Selected passage:
┌──
Sorry for the inconsistent posting lately. I am totally swamped as per usual and sometimes feel like there isn't a whole lot to say beyond 1) school 2) work. I've also had a lot of unexpected outings/social things over the past couple of weeks, plus traveling last week, so I am pretty much going all the time. As mentioned, I skipped therapy this week...I still don't have a good reason for why, other than that I just didn't really feel like going. I am doing pretty well mentally/emotionally lately, and part of me feels like therapy forces me to dredge up problems that aren't really there. Anyway. I should talk about this with Dr. P.
I've been thinking a lot about my "mental health" lately - specifically, is anything even wrong with me anymore? What should I be "fixing" in therapy? I eat pretty well (not perfectly, but pretty well); my body image is fine (not great, but fine), and I am no longer depressed/angry/frustrated/miserable. I'm not sunshine and rainbows all the time, but I'm fine. I go to work and school and hang out with my friends and eat in restaurants and all that. It doesn't really feel like the eating disorder, anxiety, or depression interfere with my overall health or daily lifestyle in any significant way. Eating out still makes me anxious and I probably still worry about food and exercise more than the average person, but overall I think I'm going well. So. I don't know - do I continue to identify myself as a sick person and go to therapy indefinitely? Or do I take a break and go back when I need it? Is therapy something that confers cumulative benefits over time, or something that I should only use on an as-needed basis?
I've got a good-enough handle on my everyday life that hashing out the same old hard parts week after week in therapy just seems to bring me down. Can anyone relate? I still adore my therapist and would like to maintain a relationship with her, but I'm not sure how to proceed.
In related news, I've been doing way better with spontaneous eating lately. I've been out to eat with a friend of mine twice in the past two weeks. Last night, he found this crazy Brazilian restaurant (I did NOT know where we were going ahead of time) that served samples of about 10 different cuts of meat: lamb, pork, filet mignon, sirloin, chicken, turkey, etc. Impossible to know how many calories I ate (of course I still tried to estimate) but I was absolutely fine with tasting everything. Then again, I had cut way down on my snack earlier in the day, soo... Yeah. I guess I'm still in a weird limbo-place regarding food. I am going out with another friend tonight, and the plan is to NOT restrict my snack beforehand. Will see how that goes.
Okay, this was all over the place. More coherence coming soon.
└──
Task 1: List every cut of meat the post names as served at the Brazilian restaurant.
Task 2:
Answer these questions from the post:
(a) What did the writer skip this week?
(b) How many times has the writer been out to eat with a friend in the past two weeks?
(c) What kind of restaurant did the friend find last night?
Task 3: Please rewrite the part of the post starting at "Sorry for the" and ending at "with Dr. P.", with "therapy" changed to "counseling".

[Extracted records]
┌──
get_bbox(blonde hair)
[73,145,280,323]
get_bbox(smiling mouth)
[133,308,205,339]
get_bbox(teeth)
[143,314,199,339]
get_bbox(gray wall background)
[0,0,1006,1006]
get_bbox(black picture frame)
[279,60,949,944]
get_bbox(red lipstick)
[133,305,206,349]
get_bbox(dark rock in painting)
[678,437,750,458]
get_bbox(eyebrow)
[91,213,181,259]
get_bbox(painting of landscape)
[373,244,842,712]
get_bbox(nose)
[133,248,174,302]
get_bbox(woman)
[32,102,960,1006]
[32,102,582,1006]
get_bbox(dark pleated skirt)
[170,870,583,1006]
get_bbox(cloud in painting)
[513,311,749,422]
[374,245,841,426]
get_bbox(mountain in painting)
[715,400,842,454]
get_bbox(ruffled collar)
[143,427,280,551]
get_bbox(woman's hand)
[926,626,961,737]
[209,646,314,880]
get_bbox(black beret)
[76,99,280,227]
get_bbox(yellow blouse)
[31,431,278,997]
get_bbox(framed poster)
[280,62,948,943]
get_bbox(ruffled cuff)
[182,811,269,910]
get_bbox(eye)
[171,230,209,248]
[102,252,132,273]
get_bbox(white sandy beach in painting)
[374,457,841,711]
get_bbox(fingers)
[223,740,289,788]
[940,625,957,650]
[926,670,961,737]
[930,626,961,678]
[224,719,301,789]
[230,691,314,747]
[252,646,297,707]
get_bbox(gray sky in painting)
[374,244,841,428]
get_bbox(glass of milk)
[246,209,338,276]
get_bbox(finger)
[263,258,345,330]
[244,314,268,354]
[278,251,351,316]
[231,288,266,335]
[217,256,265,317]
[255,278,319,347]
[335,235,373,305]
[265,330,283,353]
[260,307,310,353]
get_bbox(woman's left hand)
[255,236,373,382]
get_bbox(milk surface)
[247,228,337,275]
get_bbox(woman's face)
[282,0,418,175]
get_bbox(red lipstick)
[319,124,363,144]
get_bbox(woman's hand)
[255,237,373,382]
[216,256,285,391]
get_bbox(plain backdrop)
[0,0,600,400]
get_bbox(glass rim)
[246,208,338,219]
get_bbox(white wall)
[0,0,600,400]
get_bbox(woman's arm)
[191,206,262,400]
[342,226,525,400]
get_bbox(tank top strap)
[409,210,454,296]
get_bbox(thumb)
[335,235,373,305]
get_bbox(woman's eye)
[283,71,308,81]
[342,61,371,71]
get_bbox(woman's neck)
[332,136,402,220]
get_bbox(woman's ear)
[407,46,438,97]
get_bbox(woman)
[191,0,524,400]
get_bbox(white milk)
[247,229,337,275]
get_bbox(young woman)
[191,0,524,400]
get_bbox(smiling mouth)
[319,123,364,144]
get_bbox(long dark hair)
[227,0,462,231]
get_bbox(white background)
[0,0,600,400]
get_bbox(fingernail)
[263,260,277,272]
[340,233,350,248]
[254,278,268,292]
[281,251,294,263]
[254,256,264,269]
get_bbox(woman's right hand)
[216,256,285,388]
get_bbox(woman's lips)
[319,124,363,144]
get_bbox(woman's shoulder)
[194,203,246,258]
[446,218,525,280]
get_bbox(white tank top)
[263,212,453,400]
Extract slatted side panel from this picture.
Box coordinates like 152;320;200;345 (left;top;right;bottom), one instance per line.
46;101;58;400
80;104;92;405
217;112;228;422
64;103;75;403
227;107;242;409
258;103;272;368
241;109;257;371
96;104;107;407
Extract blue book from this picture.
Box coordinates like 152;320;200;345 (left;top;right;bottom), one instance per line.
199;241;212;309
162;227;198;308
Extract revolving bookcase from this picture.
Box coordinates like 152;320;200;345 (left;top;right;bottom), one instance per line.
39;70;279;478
└──
Response area 1: lamb, pork, filet mignon, sirloin, chicken, turkey

Response area 2:
(a) Therapy.
(b) Twice.
(c) A Brazilian restaurant.

Response area 3:
Sorry for the inconsistent posting lately. I am totally swamped as per usual and sometimes feel like there isn't a whole lot to say beyond 1) school 2) work. I've also had a lot of unexpected outings/social things over the past couple of weeks, plus traveling last week, so I am pretty much going all the time. As mentioned, I skipped counseling this week...I still don't have a good reason for why, other than that I just didn't really feel like going. I am doing pretty well mentally/emotionally lately, and part of me feels like counseling forces me to dredge up problems that aren't really there. Anyway. I should talk about this with Dr. P.